• Aim of the task:
Set down every record once more, exactly as given.

START Record extracts

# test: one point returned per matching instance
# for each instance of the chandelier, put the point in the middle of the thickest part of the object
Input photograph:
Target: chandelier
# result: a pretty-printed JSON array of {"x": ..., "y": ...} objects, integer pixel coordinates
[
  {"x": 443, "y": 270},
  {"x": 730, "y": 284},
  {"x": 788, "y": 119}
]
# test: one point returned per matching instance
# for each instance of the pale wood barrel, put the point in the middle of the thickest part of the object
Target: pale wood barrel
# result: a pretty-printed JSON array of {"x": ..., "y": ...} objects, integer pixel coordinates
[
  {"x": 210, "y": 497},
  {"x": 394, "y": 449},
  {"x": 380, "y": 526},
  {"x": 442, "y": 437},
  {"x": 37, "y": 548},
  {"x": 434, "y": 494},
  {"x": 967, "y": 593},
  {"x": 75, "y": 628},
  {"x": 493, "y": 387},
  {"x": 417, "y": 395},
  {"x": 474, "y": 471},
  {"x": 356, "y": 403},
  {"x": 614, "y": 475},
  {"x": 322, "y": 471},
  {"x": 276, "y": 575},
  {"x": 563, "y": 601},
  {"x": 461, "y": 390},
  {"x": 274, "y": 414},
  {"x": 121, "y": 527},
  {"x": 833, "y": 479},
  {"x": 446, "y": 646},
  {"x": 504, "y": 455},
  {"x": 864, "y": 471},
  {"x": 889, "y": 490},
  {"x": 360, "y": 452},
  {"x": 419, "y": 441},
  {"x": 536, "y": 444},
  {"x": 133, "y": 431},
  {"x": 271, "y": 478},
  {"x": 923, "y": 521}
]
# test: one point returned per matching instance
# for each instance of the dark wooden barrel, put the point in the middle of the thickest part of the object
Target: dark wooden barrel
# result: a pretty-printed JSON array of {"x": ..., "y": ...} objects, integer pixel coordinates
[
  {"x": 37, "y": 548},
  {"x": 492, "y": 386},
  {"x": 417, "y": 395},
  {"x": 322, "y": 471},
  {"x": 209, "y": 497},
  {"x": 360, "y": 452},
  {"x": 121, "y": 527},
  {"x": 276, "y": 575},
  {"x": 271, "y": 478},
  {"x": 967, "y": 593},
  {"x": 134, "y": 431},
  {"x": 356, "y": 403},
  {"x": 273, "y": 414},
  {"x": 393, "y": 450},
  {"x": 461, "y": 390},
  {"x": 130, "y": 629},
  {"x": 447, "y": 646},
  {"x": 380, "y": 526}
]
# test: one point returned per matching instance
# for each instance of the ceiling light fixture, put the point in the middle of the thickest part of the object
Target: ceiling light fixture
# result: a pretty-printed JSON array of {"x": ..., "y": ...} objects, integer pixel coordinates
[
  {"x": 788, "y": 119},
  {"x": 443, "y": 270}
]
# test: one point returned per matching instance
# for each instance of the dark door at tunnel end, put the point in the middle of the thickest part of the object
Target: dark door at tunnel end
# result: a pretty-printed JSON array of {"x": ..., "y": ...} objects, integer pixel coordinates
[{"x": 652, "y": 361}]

END Record extracts

• Worked answer:
# test: one point returned per matching instance
# for each instance of the chandelier, put the point in the middle of the thickest part of the object
Input photograph:
Target: chandelier
# result: a pretty-printed JSON array of {"x": ..., "y": ...} objects, integer pixel coordinates
[
  {"x": 443, "y": 270},
  {"x": 730, "y": 284},
  {"x": 788, "y": 119}
]
# test: one point returned per matching instance
# for each instance of the pale wood barrel, put the point in the middle of the thickest part of the object
Target: pale wood barrel
# result: a pretty-printed JSON array of {"x": ..., "y": ...} objects, integer pixel coordinates
[
  {"x": 210, "y": 497},
  {"x": 394, "y": 449},
  {"x": 380, "y": 526},
  {"x": 442, "y": 437},
  {"x": 37, "y": 548},
  {"x": 434, "y": 494},
  {"x": 967, "y": 593},
  {"x": 75, "y": 628},
  {"x": 493, "y": 387},
  {"x": 417, "y": 395},
  {"x": 474, "y": 471},
  {"x": 356, "y": 403},
  {"x": 614, "y": 475},
  {"x": 322, "y": 471},
  {"x": 276, "y": 575},
  {"x": 563, "y": 601},
  {"x": 461, "y": 390},
  {"x": 274, "y": 414},
  {"x": 121, "y": 527},
  {"x": 833, "y": 479},
  {"x": 446, "y": 646},
  {"x": 504, "y": 455},
  {"x": 864, "y": 471},
  {"x": 889, "y": 490},
  {"x": 360, "y": 452},
  {"x": 419, "y": 441},
  {"x": 536, "y": 444},
  {"x": 133, "y": 431},
  {"x": 271, "y": 478},
  {"x": 923, "y": 521}
]
# test: one point returned per matching instance
# for each instance of the dark wooden barrel, put the point in the middle of the thickest part of the object
Target: dark wooden barrel
# result: a pretty-printed JSON array of {"x": ..., "y": ...} objects, integer pixel coordinates
[
  {"x": 37, "y": 548},
  {"x": 492, "y": 386},
  {"x": 417, "y": 395},
  {"x": 322, "y": 471},
  {"x": 209, "y": 497},
  {"x": 360, "y": 452},
  {"x": 121, "y": 527},
  {"x": 276, "y": 575},
  {"x": 271, "y": 478},
  {"x": 967, "y": 593},
  {"x": 134, "y": 431},
  {"x": 356, "y": 403},
  {"x": 273, "y": 414},
  {"x": 393, "y": 450},
  {"x": 461, "y": 390},
  {"x": 130, "y": 629},
  {"x": 447, "y": 646},
  {"x": 380, "y": 526}
]
# test: one point returned per matching instance
# for each instance of the ceiling light fixture, put the point in the middle of the thickest part of the object
Target: ceiling light fixture
# result: a pretty-printed JSON array of {"x": ..., "y": ...} objects, integer pixel coordinates
[
  {"x": 788, "y": 119},
  {"x": 443, "y": 270}
]
# test: one point returned per matching instance
# for each instance of the dark door at tunnel end, put the point in the middle of the thickest part of the object
Target: dark door at tunnel end
# result: a pretty-printed JSON array of {"x": ..., "y": ...} objects, integer pixel coordinates
[{"x": 652, "y": 361}]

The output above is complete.